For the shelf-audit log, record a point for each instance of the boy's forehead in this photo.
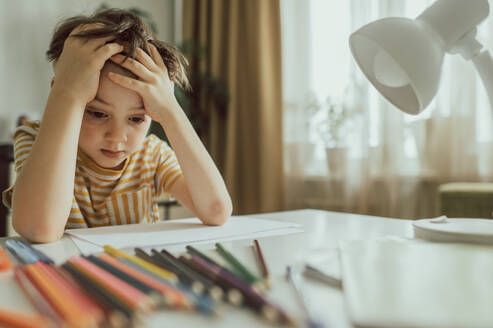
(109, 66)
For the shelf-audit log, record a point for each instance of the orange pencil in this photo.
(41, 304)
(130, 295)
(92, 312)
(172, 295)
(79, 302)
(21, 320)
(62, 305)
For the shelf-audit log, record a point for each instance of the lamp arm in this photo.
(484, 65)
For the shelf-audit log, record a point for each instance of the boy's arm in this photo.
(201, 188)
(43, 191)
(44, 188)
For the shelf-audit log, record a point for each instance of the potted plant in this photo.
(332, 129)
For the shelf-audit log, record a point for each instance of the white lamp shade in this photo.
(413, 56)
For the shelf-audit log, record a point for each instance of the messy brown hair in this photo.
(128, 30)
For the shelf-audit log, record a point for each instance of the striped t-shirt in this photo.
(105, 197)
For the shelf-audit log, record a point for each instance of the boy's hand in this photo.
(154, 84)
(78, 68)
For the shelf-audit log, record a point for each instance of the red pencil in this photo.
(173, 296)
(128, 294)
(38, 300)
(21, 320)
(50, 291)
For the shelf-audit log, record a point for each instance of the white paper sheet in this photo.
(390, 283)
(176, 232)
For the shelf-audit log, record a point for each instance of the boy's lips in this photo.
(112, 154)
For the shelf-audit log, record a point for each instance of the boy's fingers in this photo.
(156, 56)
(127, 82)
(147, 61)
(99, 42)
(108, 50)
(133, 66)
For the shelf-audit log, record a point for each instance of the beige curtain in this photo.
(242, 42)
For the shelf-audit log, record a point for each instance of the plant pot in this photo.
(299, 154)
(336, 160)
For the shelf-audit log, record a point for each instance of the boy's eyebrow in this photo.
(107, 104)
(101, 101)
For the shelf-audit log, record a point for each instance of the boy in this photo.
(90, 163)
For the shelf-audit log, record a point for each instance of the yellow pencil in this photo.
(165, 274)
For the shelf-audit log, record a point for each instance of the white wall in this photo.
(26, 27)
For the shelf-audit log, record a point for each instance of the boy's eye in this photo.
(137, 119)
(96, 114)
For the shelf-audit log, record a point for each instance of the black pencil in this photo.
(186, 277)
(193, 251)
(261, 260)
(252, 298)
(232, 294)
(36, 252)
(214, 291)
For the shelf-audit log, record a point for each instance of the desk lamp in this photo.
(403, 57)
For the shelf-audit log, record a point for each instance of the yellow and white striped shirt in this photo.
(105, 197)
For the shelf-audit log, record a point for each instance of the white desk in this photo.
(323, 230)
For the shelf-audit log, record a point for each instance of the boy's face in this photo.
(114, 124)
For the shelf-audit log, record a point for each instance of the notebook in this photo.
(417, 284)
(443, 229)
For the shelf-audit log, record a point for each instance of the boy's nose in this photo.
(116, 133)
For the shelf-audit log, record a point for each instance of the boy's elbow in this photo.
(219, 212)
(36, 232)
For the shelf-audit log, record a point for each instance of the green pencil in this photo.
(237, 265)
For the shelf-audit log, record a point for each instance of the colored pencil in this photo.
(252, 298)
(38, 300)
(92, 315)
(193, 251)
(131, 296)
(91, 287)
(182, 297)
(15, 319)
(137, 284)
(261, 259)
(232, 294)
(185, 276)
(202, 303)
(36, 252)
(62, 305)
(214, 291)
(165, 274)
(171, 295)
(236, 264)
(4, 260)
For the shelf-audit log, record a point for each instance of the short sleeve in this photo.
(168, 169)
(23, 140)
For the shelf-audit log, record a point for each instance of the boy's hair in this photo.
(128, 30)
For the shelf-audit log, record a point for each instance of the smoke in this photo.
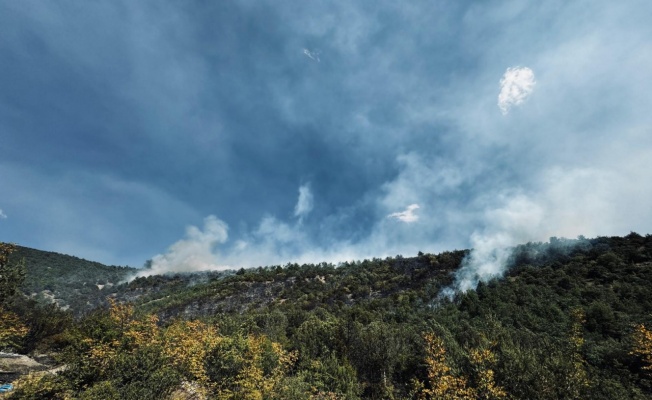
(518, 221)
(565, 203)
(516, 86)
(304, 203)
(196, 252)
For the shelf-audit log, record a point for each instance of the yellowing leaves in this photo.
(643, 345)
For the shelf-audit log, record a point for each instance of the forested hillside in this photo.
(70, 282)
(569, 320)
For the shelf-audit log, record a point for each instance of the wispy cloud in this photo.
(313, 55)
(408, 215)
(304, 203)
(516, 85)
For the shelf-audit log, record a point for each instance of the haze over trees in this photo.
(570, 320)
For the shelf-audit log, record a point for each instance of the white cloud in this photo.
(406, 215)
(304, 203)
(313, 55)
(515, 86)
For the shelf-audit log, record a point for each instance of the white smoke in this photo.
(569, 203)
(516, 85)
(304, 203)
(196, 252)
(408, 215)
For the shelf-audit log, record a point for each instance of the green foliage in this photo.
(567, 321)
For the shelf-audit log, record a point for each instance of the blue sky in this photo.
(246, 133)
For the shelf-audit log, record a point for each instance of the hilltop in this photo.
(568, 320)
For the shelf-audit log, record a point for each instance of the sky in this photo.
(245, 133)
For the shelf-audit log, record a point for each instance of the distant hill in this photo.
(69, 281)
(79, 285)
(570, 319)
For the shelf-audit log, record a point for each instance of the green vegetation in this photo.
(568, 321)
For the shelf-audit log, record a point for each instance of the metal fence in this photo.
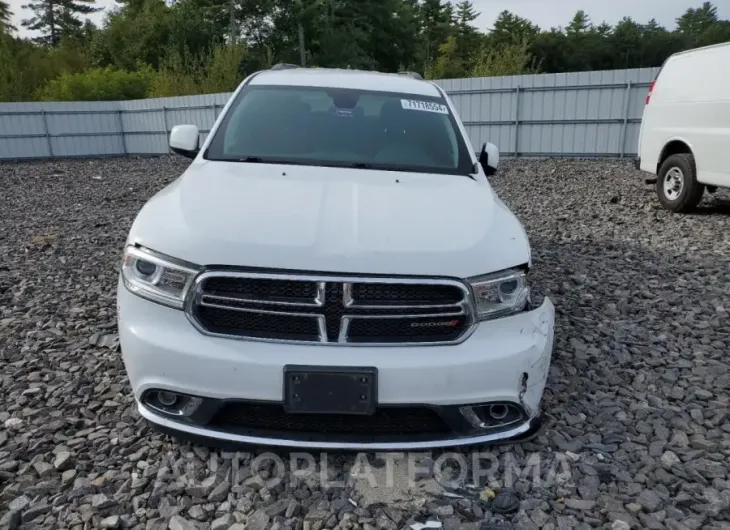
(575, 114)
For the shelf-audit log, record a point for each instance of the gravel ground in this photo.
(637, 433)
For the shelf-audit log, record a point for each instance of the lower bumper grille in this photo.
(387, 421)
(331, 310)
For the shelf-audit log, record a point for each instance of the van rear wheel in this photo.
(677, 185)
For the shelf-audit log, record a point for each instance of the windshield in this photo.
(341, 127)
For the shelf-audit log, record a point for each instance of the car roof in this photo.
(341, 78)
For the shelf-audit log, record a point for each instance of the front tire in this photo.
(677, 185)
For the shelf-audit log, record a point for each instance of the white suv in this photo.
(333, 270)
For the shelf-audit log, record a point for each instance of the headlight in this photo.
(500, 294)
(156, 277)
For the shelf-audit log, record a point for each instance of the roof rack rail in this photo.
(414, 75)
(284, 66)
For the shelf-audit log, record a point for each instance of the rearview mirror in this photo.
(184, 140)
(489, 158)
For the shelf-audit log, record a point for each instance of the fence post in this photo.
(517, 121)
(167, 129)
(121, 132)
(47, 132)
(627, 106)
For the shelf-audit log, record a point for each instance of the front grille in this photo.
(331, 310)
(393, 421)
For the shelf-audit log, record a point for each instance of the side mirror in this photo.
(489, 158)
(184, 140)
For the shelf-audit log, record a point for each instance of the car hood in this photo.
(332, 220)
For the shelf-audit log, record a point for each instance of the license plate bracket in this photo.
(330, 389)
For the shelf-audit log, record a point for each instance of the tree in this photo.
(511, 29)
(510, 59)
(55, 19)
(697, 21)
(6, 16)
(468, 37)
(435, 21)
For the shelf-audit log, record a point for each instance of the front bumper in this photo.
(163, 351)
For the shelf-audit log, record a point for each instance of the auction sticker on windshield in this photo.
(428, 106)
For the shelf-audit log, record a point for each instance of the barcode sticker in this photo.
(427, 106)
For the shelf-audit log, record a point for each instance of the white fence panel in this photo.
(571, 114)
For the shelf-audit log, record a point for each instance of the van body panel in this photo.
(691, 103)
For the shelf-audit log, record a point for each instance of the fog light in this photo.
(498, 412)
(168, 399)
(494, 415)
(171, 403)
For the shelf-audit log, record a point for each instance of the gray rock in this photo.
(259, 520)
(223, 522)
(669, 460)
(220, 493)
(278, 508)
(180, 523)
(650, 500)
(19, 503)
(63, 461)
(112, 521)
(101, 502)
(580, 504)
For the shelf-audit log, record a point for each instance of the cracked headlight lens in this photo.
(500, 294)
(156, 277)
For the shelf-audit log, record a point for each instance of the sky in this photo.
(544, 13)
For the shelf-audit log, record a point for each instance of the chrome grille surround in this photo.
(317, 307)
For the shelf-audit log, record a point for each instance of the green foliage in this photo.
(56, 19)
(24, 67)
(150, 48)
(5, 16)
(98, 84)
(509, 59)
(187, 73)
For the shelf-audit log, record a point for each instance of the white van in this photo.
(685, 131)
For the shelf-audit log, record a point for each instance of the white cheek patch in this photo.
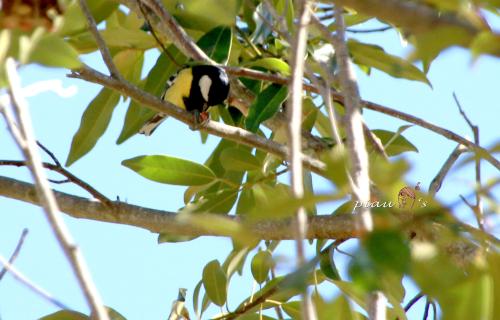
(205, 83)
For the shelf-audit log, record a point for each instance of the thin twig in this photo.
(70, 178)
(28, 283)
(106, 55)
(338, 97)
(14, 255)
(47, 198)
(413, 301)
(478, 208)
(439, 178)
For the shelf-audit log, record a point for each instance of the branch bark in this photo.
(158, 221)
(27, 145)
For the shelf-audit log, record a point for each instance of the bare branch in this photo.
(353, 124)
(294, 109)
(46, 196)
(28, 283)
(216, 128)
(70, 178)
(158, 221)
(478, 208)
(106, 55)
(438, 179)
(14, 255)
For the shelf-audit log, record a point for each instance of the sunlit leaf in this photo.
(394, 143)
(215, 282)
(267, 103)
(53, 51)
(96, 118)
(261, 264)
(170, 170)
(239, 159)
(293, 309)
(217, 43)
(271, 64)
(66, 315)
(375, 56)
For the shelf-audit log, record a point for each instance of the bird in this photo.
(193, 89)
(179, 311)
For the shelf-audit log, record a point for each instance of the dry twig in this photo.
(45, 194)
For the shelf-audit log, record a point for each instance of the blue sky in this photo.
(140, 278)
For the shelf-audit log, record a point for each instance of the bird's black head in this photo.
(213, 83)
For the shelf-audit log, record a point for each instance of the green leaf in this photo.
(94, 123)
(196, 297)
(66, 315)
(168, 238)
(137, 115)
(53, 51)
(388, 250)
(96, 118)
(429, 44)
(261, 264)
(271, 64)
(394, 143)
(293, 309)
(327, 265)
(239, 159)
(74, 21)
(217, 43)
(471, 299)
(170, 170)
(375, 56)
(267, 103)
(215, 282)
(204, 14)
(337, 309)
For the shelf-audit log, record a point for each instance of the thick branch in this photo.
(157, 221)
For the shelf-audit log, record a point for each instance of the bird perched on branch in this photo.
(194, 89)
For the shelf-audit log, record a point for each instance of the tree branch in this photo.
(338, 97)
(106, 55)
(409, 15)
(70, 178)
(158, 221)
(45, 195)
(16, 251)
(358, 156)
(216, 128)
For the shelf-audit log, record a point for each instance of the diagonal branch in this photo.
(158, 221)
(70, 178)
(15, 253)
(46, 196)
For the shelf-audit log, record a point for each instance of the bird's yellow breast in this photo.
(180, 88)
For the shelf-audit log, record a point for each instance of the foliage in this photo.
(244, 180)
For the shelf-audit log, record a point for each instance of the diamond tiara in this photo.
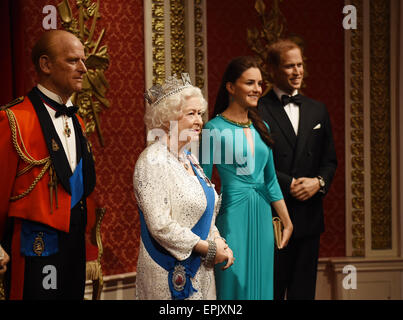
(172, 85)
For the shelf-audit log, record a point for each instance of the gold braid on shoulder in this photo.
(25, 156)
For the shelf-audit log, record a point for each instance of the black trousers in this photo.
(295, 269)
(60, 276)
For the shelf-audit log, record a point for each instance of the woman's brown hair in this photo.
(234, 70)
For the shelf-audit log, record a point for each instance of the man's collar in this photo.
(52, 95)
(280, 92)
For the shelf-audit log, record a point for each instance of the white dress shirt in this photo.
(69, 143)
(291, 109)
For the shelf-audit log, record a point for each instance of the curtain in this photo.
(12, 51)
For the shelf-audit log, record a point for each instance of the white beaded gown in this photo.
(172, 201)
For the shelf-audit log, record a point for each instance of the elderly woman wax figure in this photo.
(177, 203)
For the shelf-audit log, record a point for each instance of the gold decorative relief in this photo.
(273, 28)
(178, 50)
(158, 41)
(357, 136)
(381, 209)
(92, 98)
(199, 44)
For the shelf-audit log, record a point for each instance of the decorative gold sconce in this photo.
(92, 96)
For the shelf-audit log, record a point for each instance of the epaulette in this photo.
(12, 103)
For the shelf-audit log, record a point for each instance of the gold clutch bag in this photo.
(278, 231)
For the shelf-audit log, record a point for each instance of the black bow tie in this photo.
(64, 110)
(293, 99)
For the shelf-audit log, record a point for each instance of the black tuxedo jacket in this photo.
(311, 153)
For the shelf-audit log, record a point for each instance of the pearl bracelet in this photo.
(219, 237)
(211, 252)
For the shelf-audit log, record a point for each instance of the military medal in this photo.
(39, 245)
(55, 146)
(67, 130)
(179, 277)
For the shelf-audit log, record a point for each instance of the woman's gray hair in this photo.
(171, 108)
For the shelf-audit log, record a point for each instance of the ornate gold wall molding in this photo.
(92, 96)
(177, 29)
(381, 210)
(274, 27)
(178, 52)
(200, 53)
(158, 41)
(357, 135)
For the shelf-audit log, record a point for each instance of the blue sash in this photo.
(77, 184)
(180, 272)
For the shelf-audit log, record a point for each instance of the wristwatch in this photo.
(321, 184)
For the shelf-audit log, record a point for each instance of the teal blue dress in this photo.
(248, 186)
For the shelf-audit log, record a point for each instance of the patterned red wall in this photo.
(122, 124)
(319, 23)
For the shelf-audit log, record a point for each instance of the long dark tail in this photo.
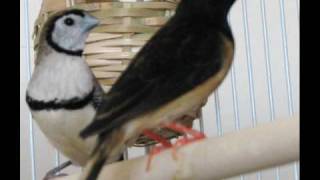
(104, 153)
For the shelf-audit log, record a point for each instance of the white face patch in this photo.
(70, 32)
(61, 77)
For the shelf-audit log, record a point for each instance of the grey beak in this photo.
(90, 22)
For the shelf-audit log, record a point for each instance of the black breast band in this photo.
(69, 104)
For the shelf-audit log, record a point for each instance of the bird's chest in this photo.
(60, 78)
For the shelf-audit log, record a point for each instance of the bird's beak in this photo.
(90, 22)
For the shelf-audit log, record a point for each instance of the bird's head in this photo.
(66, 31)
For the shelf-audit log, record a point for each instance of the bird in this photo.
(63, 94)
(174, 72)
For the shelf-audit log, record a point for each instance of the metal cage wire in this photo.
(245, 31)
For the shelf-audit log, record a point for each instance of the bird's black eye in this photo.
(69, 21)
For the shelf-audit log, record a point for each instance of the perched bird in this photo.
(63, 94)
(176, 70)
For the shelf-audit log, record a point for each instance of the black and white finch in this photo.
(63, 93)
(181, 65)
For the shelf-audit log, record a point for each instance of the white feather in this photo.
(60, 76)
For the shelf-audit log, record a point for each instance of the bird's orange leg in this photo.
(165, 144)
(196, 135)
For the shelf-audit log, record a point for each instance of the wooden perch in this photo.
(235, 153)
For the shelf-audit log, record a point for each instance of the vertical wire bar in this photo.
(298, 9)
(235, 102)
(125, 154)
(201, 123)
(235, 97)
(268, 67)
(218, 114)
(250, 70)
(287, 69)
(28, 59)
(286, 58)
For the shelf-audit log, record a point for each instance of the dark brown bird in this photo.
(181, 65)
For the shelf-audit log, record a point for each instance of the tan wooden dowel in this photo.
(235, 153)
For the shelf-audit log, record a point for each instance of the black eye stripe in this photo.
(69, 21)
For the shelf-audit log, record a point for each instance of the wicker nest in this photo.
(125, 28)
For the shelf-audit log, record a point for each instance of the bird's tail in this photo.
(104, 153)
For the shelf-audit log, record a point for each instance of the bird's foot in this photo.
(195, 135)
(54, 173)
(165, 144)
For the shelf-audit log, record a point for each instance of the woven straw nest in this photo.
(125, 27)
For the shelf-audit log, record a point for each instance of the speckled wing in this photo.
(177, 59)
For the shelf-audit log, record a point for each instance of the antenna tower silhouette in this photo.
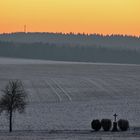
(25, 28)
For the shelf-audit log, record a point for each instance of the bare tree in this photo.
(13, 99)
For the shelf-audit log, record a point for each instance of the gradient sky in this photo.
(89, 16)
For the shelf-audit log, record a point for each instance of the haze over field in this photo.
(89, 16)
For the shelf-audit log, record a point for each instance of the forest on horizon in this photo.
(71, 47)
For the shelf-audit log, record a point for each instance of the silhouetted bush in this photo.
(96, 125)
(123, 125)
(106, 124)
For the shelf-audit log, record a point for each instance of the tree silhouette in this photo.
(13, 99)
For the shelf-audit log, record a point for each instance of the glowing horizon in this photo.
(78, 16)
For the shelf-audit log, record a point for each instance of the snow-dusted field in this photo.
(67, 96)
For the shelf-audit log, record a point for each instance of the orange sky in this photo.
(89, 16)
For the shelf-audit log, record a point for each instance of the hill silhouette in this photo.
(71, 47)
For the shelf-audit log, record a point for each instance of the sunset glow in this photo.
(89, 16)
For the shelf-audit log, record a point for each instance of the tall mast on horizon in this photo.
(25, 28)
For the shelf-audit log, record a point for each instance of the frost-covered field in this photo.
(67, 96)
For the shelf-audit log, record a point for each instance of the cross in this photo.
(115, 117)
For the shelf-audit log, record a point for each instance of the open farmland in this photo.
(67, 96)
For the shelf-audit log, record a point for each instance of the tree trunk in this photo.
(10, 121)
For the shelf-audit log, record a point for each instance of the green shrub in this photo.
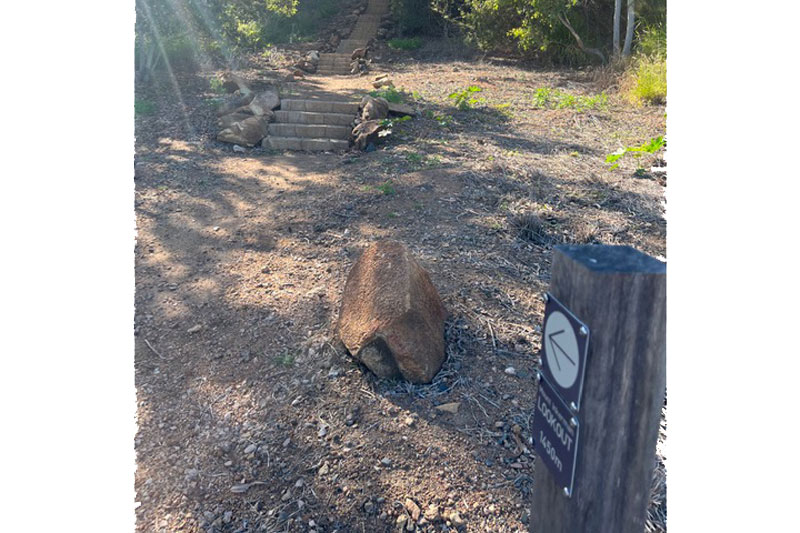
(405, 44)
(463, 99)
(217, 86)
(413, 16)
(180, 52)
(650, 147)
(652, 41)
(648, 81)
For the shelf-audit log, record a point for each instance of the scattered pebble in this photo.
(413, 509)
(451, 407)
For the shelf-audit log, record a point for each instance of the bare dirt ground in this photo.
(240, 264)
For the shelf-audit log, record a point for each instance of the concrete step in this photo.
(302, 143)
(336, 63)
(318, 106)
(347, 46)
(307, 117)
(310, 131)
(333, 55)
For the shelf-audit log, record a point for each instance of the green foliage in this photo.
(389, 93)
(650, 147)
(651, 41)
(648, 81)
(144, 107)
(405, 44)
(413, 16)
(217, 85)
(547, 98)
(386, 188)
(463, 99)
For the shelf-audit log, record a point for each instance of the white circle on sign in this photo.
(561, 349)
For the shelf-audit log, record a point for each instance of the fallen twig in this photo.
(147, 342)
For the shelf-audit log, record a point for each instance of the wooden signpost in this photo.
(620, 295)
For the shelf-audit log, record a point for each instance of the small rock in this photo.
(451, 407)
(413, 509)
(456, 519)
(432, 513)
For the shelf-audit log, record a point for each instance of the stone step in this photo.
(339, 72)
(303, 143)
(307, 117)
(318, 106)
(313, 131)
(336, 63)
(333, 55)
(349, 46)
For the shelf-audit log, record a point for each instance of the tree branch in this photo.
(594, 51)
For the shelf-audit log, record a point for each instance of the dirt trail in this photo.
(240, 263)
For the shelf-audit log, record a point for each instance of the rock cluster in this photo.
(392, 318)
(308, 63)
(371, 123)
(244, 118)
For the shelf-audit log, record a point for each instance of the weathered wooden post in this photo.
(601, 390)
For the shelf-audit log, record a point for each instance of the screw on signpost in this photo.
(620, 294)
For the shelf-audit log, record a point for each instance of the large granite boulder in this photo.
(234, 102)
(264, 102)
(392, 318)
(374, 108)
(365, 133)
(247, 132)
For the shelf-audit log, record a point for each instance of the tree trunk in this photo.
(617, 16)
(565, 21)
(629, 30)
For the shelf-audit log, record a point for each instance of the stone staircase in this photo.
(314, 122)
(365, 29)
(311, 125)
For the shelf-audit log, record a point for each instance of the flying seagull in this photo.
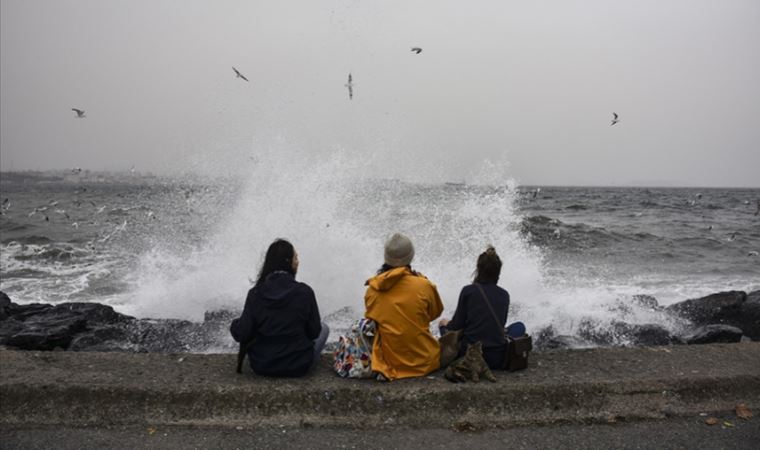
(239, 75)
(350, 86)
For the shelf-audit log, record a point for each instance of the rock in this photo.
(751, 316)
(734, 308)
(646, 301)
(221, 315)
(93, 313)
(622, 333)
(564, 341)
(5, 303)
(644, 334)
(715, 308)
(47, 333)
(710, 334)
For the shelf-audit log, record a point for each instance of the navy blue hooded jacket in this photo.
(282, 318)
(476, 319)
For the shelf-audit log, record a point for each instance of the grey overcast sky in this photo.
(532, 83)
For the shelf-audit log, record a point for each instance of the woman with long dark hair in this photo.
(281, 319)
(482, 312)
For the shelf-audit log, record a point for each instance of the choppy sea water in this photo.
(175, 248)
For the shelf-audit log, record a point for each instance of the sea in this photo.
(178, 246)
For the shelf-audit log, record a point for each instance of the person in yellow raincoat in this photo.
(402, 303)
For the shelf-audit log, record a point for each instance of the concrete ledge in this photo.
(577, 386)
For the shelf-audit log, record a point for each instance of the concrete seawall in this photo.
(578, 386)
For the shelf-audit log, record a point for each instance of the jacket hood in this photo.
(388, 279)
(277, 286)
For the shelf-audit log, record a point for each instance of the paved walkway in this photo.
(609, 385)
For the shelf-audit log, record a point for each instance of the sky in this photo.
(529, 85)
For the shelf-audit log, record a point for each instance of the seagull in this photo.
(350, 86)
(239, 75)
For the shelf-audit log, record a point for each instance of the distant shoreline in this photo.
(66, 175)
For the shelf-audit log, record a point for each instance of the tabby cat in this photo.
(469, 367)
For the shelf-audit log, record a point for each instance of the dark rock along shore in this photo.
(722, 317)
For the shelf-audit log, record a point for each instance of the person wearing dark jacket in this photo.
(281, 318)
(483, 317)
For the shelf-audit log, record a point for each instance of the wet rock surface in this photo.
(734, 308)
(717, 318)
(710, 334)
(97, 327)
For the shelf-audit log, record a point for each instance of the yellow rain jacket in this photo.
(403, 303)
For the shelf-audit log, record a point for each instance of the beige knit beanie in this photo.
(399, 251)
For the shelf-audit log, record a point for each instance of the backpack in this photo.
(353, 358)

● ● ●

**SHORT TASK**
Look above for the line containing "dark jacket in this photo.", then transcribe it and all lines after it through the last, exactly and with nothing else.

**ANSWER TO THE TASK**
For the shelf-audit log, record a point for each instance of the person wearing dark jacket in this photo.
(281, 318)
(483, 317)
For the shelf-audit log, record a point for each instance of the wet rock surface in this photo.
(734, 308)
(717, 318)
(710, 334)
(97, 327)
For the shelf-audit log, record a point for each instance of the yellow rain jacket in this photo.
(403, 303)
For the shelf-audit log, record a point for each instance of the beige knit beanie in this photo.
(399, 251)
For the shelf-audit log, record a point for each instance of the backpack in this photo.
(353, 358)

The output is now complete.